### DESCRIPTION OF THE TASK
Retype exactly the stretch of lines that begins at the line containing "Where in the photo above can the man's nose" and ends at the last line of the data, with no other lines.

--- GIVEN INFORMATION ---

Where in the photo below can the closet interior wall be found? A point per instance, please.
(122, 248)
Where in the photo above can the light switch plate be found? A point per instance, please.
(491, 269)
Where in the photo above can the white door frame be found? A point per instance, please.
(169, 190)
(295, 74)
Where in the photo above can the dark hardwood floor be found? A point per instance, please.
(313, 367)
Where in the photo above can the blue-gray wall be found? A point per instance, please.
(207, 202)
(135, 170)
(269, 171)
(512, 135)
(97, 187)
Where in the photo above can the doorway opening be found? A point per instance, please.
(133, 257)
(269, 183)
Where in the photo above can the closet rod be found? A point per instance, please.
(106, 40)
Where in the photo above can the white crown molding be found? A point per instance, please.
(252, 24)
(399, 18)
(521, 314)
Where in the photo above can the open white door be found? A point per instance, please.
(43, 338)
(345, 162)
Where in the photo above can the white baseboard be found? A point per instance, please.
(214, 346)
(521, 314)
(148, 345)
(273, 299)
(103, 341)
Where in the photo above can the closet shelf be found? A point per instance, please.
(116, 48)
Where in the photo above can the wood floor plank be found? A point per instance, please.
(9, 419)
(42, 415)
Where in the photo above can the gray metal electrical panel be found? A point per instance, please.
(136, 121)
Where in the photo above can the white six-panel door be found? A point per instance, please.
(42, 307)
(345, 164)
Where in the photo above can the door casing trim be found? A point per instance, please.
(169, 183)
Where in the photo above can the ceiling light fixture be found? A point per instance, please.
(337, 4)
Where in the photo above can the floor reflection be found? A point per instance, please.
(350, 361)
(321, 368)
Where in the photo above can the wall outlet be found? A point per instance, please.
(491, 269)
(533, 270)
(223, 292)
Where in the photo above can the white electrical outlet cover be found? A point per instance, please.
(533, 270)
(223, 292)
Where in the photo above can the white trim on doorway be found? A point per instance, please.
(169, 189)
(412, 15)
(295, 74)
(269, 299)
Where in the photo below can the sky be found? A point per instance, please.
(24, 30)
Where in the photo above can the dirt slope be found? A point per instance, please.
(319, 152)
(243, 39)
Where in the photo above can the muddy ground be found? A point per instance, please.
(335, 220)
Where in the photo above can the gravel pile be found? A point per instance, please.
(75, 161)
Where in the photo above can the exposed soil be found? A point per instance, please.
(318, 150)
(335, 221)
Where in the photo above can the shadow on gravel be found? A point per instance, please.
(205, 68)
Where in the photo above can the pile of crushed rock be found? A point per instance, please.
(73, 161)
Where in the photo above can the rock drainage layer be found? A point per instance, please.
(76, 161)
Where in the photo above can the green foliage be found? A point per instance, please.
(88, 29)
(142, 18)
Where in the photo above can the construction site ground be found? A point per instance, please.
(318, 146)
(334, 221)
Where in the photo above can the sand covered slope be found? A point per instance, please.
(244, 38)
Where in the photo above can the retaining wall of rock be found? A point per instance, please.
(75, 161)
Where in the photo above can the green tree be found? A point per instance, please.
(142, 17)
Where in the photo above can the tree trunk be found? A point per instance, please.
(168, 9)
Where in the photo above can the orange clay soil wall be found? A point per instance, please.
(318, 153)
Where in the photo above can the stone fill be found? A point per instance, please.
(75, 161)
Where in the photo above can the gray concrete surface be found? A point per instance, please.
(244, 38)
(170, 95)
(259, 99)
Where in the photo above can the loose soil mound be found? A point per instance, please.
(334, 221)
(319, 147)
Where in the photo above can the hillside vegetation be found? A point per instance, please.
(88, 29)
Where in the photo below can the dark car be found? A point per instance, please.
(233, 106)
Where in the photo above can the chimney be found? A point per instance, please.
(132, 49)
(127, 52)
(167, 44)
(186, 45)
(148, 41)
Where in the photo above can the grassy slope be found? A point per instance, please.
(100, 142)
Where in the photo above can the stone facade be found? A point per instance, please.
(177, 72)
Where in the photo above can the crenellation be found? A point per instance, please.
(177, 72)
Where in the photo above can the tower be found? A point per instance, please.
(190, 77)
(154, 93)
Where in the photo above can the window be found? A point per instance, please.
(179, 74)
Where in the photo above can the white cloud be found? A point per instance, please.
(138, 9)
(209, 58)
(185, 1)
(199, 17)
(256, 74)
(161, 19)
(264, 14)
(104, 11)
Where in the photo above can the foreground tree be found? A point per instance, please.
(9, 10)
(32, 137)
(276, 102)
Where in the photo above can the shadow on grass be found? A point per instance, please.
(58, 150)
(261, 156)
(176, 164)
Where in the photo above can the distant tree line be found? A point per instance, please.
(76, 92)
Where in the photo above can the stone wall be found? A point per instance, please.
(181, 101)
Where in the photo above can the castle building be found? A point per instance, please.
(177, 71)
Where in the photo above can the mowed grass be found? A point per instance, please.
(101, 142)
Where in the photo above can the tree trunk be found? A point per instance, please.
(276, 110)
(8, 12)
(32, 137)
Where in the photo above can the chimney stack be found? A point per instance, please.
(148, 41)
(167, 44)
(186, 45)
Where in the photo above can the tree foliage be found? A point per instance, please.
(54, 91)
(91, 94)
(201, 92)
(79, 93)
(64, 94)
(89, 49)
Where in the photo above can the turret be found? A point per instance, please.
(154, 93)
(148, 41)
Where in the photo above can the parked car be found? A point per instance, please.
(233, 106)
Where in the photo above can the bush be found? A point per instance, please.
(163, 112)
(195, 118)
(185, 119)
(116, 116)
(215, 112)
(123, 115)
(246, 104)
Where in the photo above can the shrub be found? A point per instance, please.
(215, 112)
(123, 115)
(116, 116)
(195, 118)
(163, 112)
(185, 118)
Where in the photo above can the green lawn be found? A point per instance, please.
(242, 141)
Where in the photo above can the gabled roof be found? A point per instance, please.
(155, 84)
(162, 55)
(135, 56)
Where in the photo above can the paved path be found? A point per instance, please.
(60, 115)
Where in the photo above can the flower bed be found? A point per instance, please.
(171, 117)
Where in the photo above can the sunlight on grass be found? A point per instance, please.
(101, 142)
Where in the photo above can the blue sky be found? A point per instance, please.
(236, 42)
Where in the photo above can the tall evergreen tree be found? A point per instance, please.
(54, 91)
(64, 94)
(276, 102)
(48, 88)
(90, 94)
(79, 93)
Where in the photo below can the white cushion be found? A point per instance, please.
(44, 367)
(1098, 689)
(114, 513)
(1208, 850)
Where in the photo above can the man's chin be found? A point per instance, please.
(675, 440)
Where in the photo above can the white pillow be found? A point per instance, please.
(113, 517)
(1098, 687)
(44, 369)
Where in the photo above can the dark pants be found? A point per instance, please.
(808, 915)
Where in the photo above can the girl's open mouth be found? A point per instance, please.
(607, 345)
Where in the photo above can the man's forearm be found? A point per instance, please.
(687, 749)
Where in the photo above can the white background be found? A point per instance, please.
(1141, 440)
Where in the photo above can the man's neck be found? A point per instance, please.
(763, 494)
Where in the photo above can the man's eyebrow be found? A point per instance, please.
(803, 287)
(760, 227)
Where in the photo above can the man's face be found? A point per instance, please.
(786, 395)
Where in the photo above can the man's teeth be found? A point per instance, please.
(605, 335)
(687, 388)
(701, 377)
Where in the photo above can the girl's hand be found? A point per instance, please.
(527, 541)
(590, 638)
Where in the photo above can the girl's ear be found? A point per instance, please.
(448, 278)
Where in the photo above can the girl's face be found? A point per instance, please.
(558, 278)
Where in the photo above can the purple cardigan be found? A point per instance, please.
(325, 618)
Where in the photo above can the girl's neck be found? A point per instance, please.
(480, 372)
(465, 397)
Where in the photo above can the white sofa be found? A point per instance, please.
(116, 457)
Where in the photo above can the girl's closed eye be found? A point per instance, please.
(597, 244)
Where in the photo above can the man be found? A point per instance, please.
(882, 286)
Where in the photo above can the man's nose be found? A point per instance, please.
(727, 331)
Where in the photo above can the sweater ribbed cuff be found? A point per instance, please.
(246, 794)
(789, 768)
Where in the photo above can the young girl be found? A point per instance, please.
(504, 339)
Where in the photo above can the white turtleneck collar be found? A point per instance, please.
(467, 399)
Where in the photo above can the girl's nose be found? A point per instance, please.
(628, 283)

---

### ANSWER SPACE
Where in the photo above can the man's nose be found? A point per instance, please.
(727, 331)
Where in the photo above can the sweater ribbed cuff be found? A point per instance, please.
(246, 794)
(789, 768)
Where in the photo above can the young girl be found? A point per instance, please.
(504, 339)
Where in the photo above can the white turtleneck collar be found? A point per instance, please.
(467, 399)
Where in the photo above can the girl's nose be found? A point per instance, please.
(628, 283)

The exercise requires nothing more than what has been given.